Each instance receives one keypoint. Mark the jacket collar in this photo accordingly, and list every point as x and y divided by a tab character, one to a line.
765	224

-----

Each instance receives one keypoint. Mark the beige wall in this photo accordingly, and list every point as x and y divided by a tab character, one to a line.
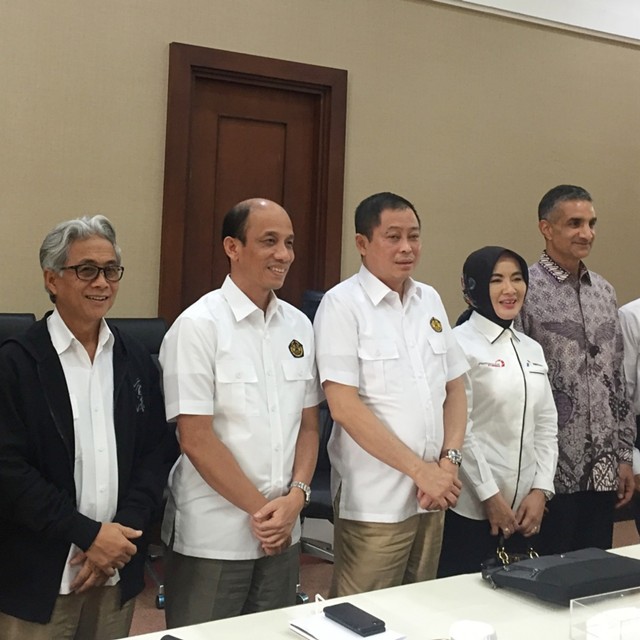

-----

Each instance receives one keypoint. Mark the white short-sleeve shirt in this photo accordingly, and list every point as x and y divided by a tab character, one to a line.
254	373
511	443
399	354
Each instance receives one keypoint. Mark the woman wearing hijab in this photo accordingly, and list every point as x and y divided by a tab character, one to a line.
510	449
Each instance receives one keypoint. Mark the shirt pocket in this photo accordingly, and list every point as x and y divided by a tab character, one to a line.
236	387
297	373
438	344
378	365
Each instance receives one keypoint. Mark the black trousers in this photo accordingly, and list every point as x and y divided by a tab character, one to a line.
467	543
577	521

-----

Which lines in the items above contain the word "shirt"? Copy out each such line in full, matching case exactly.

SOLUTION FOR THIS EXERCISE:
Each instance receives one keypoint. Mark the white short-sleeve shirt in this photo accordingly, and list every point as x and y divided by a tab character, one to a line.
Each instance receives one keypoint. Mark the shirt pocket in this photo accordingly, and list every point as x and y divided by a tab character, one to a line.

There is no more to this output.